Exercise task 1 | Write out the part of the passage about the Quatro drink between "Things got even" and "a popular drink.", inclusive.

## Start Text passage

WE’VE seen products come and go: the Sinclair C5 appeared in 1985 then went into receivership during the same year! Computer giant Commodore launched the Commodore 16 computer in 1984; this was the intended upgrade to the Vic 20 and younger brother to the C64 – sadly it hovered and disappeared without stamping its authority like the other two siblings.
Lilt and 7UP were advertised heavily during the 80s and are still going. Launched in 1982 with its futuristic looking branding, Quatro seemed to be a big hit with consumers. The name, Quatro, was a reflection of the flavours contained: pineapple, passionfruit, orange and grapefruit. The fact that the drink had the same-sounding name as one of Audi’s flagship cars wasn’t an issue (Quatro vs. Quattro) – in fact it may have added to the drink’s cool, futuristic image. 1982 was also a time when there was a light-scattering of home computers on the market: ZX81, C64 and the Vic 20. The Quatro logo kind-of fitted-in with the new technological advancements and its font had a tad of Krypton Factor style. The drink itself was quite pleasant in taste. All good so far.
Things got even better when the memorable 1985 television advert hit our screens; it was an advert that suggested even with a malfunction occuring during making the drink, “It’s a miracle but we’ve made it“. In my eyes, Quatro was a popular drink.

## End Text passage
## Start Listed records

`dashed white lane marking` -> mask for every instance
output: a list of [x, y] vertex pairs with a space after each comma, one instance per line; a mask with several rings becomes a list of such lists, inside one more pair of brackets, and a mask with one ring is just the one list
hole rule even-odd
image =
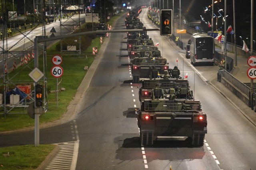
[[220, 166], [219, 166], [219, 165], [220, 165], [220, 162], [218, 160], [218, 159], [217, 159], [217, 157], [216, 157], [216, 156], [213, 153], [213, 152], [212, 150], [211, 150], [212, 149], [211, 149], [211, 148], [210, 148], [209, 146], [209, 144], [206, 142], [206, 141], [205, 140], [204, 140], [204, 144], [205, 144], [206, 146], [207, 147], [207, 148], [208, 149], [208, 150], [210, 151], [210, 152], [211, 153], [211, 154], [212, 154], [212, 157], [213, 157], [214, 159], [215, 160], [215, 162], [216, 162], [216, 163], [218, 165], [218, 166], [219, 166], [219, 168], [220, 168]]
[[[179, 55], [180, 55], [180, 56], [183, 58], [183, 57], [181, 55], [181, 54], [178, 54]], [[186, 60], [184, 60], [184, 61], [186, 61]], [[191, 68], [192, 69], [193, 69], [193, 70], [195, 71], [195, 72], [196, 73], [196, 74], [197, 74], [198, 75], [199, 75], [199, 77], [200, 78], [201, 78], [201, 79], [202, 79], [202, 80], [203, 80], [203, 81], [205, 81], [205, 82], [208, 84], [208, 83], [207, 83], [207, 79], [204, 77], [204, 76], [202, 75], [202, 73], [200, 73], [199, 72], [198, 72], [198, 71], [194, 66], [194, 65], [193, 65], [193, 64], [192, 64], [192, 63], [189, 63], [188, 62], [187, 62], [186, 61], [186, 62], [187, 63], [187, 64], [188, 64], [188, 65], [189, 65], [190, 67], [191, 67]]]
[[[129, 67], [130, 67], [130, 66], [129, 66]], [[131, 74], [131, 73], [130, 72], [130, 74]], [[130, 76], [130, 77], [131, 77], [131, 76]], [[132, 83], [130, 83], [130, 85], [131, 85], [131, 88], [133, 88], [133, 86], [132, 86]], [[133, 90], [132, 90], [132, 92], [133, 93]], [[134, 97], [134, 94], [132, 94], [132, 96]], [[133, 99], [133, 101], [134, 102], [135, 102], [136, 101], [136, 100], [135, 99]], [[136, 105], [134, 105], [134, 107], [135, 108], [136, 108]], [[136, 119], [136, 120], [137, 120], [137, 121], [138, 121], [137, 119]], [[138, 128], [138, 129], [139, 130], [139, 134], [140, 133], [140, 129]], [[146, 156], [146, 154], [145, 152], [145, 148], [144, 148], [144, 147], [143, 146], [142, 146], [141, 147], [141, 150], [142, 150], [142, 157], [143, 158], [143, 162], [144, 162], [144, 166], [145, 167], [145, 169], [148, 169], [148, 161], [147, 161], [147, 159]]]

## End Listed records

Exercise task 2 | Give again the records between their start and the line holding "output: a list", inclusive.

Final answer 1 |
Things got even better when the memorable 1985 television advert hit our screens; it was an advert that suggested even with a malfunction occuring during making the drink, “It’s a miracle but we’ve made it“. In my eyes, Quatro was a popular drink.

Final answer 2 |
`dashed white lane marking` -> mask for every instance
output: a list of [x, y] vertex pairs with a space after each comma, one instance per line; a mask with several rings becomes a list of such lists, inside one more pair of brackets, and a mask with one ring is just the one list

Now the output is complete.